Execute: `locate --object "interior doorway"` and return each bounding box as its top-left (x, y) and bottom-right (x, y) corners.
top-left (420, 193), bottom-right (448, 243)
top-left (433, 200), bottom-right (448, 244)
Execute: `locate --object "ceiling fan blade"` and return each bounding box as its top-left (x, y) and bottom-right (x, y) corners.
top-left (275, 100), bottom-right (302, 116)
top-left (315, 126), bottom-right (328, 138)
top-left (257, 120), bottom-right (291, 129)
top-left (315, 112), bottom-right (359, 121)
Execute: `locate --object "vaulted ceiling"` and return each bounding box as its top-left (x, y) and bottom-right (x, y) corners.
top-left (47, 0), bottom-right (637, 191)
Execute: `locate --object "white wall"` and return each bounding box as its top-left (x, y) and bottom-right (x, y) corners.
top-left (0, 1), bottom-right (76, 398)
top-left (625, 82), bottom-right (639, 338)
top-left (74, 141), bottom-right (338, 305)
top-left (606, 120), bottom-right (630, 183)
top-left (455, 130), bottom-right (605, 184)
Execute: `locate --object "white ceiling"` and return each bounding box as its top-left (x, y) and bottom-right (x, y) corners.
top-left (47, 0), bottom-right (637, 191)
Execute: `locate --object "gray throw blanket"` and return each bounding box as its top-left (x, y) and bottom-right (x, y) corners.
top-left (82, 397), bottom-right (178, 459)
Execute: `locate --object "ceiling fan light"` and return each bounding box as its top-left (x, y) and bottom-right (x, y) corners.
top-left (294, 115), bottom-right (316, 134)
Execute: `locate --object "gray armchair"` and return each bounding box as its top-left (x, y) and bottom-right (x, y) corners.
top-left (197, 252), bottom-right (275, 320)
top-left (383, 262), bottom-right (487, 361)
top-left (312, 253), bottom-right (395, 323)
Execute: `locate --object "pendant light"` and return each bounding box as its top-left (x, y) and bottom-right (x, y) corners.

What to do: Line by line, please copy the listing exactly.

Your solution:
Execute: `locate --object "interior doorway"` and return each bounding box as its top-left (x, y) and bottom-right (x, y) corners.
top-left (420, 193), bottom-right (448, 243)
top-left (433, 200), bottom-right (448, 244)
Execute: `locate --object "ceiling fan blade"` and return each bounding box as its top-left (x, y) and bottom-right (x, y) corners.
top-left (275, 100), bottom-right (302, 116)
top-left (315, 126), bottom-right (328, 138)
top-left (257, 120), bottom-right (291, 129)
top-left (315, 112), bottom-right (359, 121)
Execute: `locate --object "vaulted ceiling"` and return each bounding box as its top-left (x, y) and bottom-right (x, y) corners.
top-left (47, 0), bottom-right (637, 191)
Execute: `locate --object "white wall"` and return each bounding box as its top-left (x, y) and bottom-right (x, y) corners.
top-left (0, 1), bottom-right (76, 398)
top-left (625, 82), bottom-right (639, 338)
top-left (74, 141), bottom-right (338, 305)
top-left (606, 120), bottom-right (630, 183)
top-left (455, 130), bottom-right (605, 184)
Execute: `locate --object "white ceiling"` and return each bounding box as its top-left (x, y) and bottom-right (x, y) corners.
top-left (47, 0), bottom-right (637, 191)
Execute: `locate --object "gray throw blanket"` and return each bounding box as its top-left (x, y) and bottom-right (x, y) corners.
top-left (82, 397), bottom-right (178, 459)
Execute: `locate --object "ceiling fan light"` and return each bounding box as its top-left (x, y) and bottom-right (x, y) corners.
top-left (294, 115), bottom-right (316, 134)
Execute: `locate --object "gray armchair"` and return each bounding box as its top-left (x, y) and bottom-right (x, y) corners.
top-left (197, 252), bottom-right (275, 320)
top-left (383, 262), bottom-right (487, 361)
top-left (312, 253), bottom-right (395, 323)
Execute: `locate --object "pendant light"` and return each bounding box as its top-left (x, y) and bottom-right (x, y) corners.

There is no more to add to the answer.